• [What to do]
Go to the line that includes "cap in the photo above." and retype it, then every line after it to the end of the data, adding nothing.

• [Data for analysis]
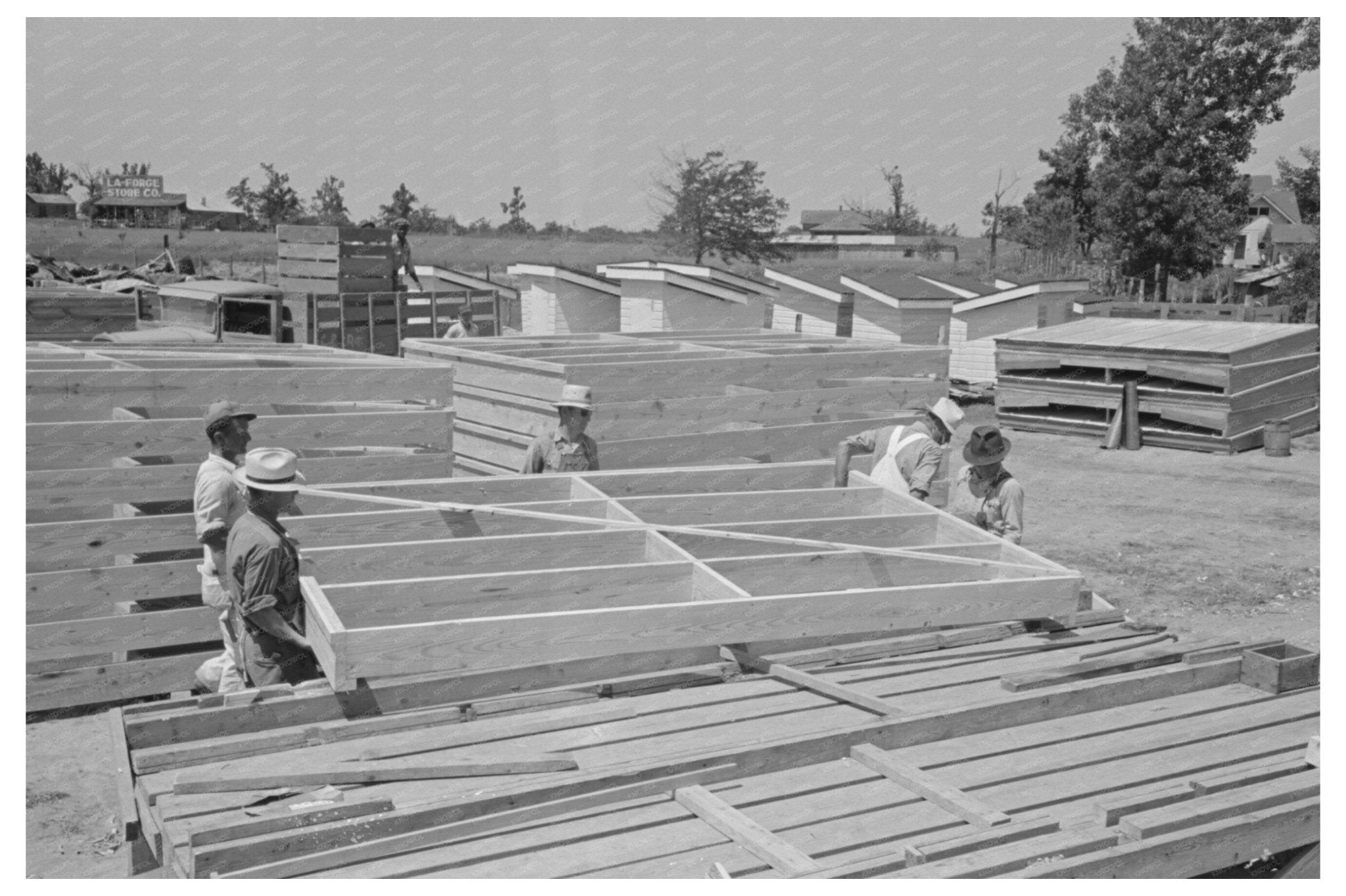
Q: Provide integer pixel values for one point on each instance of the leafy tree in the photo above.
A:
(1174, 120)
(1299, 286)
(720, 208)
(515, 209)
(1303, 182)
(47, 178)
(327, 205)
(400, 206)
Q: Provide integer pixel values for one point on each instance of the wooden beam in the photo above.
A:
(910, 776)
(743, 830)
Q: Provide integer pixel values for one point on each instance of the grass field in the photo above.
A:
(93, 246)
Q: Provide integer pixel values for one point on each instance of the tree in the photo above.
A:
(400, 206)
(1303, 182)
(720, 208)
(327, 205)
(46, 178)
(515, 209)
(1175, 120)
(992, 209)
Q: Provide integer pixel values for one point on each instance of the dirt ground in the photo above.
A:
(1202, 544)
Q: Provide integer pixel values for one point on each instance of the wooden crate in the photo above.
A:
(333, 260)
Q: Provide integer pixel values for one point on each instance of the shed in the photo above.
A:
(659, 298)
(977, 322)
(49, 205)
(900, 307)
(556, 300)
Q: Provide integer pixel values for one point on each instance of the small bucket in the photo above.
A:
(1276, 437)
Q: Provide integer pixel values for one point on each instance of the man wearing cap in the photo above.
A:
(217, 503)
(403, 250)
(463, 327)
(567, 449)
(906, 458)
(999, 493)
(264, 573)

• [Expected answer]
Q: Provide integer pixel values for one point on each instance of the man wearing cap in the photo above.
A:
(217, 503)
(403, 250)
(463, 327)
(567, 449)
(906, 458)
(999, 493)
(264, 573)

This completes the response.